* BEGIN Records shown *
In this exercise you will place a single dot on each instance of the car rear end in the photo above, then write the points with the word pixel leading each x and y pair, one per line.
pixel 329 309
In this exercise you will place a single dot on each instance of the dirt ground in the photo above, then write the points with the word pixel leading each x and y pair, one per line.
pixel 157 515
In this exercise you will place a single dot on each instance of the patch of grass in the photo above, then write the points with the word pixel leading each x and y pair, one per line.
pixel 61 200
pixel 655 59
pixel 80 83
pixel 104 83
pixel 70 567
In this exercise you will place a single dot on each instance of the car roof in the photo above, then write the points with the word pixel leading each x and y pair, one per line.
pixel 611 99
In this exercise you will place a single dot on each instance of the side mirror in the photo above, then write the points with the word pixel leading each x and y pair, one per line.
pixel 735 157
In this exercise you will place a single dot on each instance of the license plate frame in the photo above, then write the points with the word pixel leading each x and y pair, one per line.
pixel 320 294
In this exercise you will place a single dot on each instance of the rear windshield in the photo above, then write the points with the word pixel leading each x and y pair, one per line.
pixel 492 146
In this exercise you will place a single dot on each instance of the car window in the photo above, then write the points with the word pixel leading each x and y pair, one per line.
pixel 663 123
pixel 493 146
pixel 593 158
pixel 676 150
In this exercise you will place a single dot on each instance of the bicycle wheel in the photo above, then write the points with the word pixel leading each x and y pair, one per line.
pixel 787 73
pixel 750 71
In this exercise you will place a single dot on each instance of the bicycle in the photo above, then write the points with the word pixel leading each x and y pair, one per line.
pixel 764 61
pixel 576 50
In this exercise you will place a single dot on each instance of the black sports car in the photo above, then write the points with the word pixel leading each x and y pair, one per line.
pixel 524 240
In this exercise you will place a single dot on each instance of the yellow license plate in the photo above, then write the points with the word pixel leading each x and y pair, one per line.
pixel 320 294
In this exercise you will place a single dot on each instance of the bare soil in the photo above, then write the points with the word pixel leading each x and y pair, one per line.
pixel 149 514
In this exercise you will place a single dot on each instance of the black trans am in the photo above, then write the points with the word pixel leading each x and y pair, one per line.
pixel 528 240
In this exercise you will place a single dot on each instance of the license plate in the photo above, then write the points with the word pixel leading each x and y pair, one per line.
* END Records shown *
→ **Exercise**
Could you update the stretch from the line containing "the black sports" through the line containing "pixel 524 240" by putting "black muscle car" in place of "black sports car" and keeping everything else the same?

→ **Written solution**
In this exercise you will place a single dot on each instance of the black muscle car in the photo above, then write the points with the word pixel leading each x and y pair, one per line.
pixel 524 240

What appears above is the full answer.